Pull out each line in the rows below that contains the word "rope".
··· DATA ···
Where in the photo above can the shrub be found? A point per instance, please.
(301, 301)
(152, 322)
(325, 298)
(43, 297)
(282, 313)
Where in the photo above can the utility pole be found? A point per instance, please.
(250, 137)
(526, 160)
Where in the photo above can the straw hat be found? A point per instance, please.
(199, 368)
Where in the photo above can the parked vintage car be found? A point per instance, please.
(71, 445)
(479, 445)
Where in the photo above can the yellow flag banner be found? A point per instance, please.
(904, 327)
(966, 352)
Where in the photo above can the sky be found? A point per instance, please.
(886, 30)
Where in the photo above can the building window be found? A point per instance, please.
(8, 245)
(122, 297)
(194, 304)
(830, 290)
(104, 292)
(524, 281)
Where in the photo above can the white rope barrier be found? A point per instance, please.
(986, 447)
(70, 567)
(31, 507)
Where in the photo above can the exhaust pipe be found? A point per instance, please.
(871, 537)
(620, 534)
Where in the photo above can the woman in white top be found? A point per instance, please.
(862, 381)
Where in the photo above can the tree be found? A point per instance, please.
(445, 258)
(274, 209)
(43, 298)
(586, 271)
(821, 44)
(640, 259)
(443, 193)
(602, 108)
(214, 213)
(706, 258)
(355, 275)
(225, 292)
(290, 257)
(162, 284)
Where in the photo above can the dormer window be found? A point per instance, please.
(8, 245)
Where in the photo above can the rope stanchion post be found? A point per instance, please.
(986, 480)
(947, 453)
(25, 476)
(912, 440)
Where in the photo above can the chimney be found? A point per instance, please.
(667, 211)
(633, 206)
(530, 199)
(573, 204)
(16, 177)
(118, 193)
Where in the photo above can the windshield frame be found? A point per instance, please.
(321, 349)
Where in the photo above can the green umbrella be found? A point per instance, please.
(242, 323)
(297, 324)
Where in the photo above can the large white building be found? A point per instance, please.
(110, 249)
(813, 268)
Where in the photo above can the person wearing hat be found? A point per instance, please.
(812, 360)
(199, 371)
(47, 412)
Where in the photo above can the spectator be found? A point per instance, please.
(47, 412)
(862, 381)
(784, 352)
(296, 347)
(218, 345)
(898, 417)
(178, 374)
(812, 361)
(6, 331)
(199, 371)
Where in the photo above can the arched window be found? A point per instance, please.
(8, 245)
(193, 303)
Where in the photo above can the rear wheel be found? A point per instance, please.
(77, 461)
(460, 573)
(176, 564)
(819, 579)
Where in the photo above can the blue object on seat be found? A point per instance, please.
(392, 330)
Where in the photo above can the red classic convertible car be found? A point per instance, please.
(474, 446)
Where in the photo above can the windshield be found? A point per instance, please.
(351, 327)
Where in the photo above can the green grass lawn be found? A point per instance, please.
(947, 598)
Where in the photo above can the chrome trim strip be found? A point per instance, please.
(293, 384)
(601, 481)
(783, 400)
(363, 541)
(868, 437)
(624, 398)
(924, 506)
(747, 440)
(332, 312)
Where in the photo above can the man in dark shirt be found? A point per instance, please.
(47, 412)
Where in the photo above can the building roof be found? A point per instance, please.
···
··· DATA ···
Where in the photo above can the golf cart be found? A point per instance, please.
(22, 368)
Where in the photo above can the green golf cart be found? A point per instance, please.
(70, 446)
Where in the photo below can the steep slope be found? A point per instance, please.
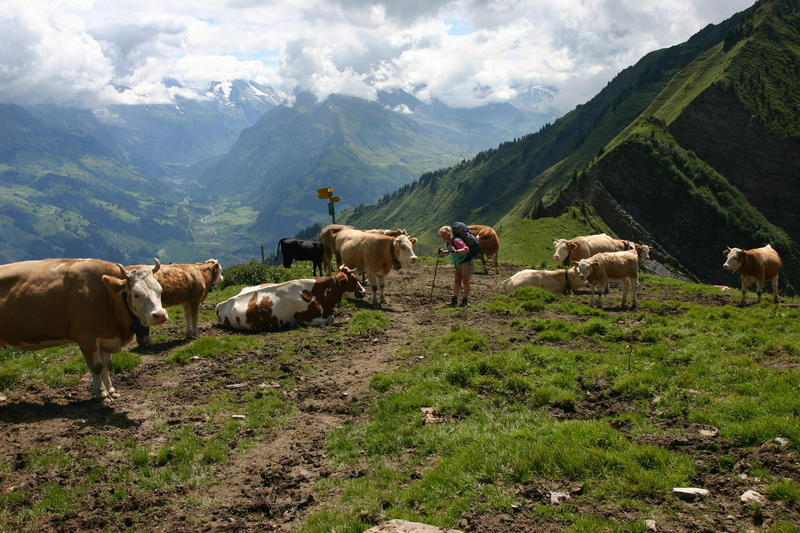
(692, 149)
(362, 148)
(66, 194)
···
• [FINISHED ANSWER]
Where in the photo above can the white rope barrier be found? A point per instance, please.
Where in the photo above can the rope stanchion post be found? A point per instance, please.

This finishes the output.